++++ Selected passage ++++

Tender Age Shelters: Children Separated From Parents Could Be Traumatized for Life by Trump Policy, Experts Say

Babies and young children who are forcibly separated from their parents at the U.S.-Mexico border could face emotional problems for the rest of their lives, according to child experts.

President Donald Trump's administration officials have been sending babies and young children to three "tender age" shelters in South Texas, The Associated Press reported. They are located in Combes, Raymondville and Brownsville. A fourth shelter is planned for Houston.

The playrooms of the facilities in Rio Grande are full of crying preschoolers as authorities struggle to implement the Trump administration zero tolerance policy to prosecute anyone who crossed the border illegally. This has led to more than 2,300 children being taken from their parents in five weeks.

Immigrant children housed in a tent encampment near the U.S.-Mexican border in Tornillo, Texas, under the Trump administration's "zero tolerance" policy, walking in single file, June 19, 2018. REUTERS/Mike Blake

SouthTexas pediatrician Marsha Griffin said the standards in the facilities were fine, but the children were hysterical and could not cope with the trauma.

++++

Task instructions:
a) In the article on tender age shelters, which city is planned for a fourth shelter?
b) Please carry on the article on tender age shelters, starting right after its final sentence.

++++ Exercise data ++++

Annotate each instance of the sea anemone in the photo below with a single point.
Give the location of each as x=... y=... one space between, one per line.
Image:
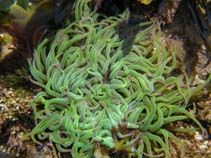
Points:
x=93 y=92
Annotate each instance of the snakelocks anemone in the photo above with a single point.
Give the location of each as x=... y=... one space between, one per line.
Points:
x=94 y=93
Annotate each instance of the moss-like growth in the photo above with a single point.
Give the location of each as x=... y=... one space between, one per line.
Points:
x=93 y=93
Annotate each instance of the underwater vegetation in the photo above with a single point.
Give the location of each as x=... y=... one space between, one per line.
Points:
x=94 y=94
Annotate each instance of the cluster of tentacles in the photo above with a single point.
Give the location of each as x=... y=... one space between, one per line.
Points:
x=91 y=87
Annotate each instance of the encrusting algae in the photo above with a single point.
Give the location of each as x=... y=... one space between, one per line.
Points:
x=94 y=94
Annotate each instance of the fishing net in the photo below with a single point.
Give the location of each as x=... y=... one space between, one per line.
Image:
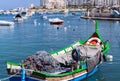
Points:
x=42 y=61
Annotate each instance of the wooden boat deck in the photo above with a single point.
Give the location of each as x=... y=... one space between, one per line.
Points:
x=101 y=18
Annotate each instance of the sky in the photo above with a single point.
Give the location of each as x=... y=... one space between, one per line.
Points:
x=11 y=4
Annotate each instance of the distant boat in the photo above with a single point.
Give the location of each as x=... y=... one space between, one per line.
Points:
x=56 y=21
x=73 y=63
x=114 y=15
x=18 y=18
x=64 y=11
x=6 y=23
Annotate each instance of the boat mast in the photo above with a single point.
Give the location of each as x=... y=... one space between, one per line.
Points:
x=96 y=25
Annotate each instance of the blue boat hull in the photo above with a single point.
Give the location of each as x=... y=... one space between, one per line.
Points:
x=18 y=78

++++

Outputs for the tasks:
a) Houston.

b)
Alicia Lieberman, who runs the Early Trauma Treatment Network at University of California, San Francisco, told the AP: "Children are biologically programed to grow best in the care of a parent figure.

"When that bond is broken through long and unexpected separations with no set timeline for reunion, children respond at the deepest physiological and emotional levels," she said.

"Their fear triggers a flood of stress hormones that disrupt neural circuits in the brain, create high levels of anxiety, make them more susceptible to physical and emotional illness, and damage their capacity to manage their emotions, trust people, and focus their attention on age-appropriate activities."

The Texas Civil Rights Project, which has spoken with detained adults, said parents reported that they were separated from their children and not told where their children would go.

Homeland Security officials denied that information was withled, and told the Los Angeles Times that parents were given fliers in English and Spanish that explained the family separation process, and that "accusations of surreptitious efforts to separate are completely false." They did not say if the information given to the parents or the children included a timeline for their reunion.

The policy of separating families at the border has received widespread criticism. Reuters

Department of Homeland Security Secretary Kirstjen Nielsen insisted that the children were well looked after. But as the outcry grew over the policy, Trump told Republican lawmakers he would back either of the immigration bills going through the House of Representatives.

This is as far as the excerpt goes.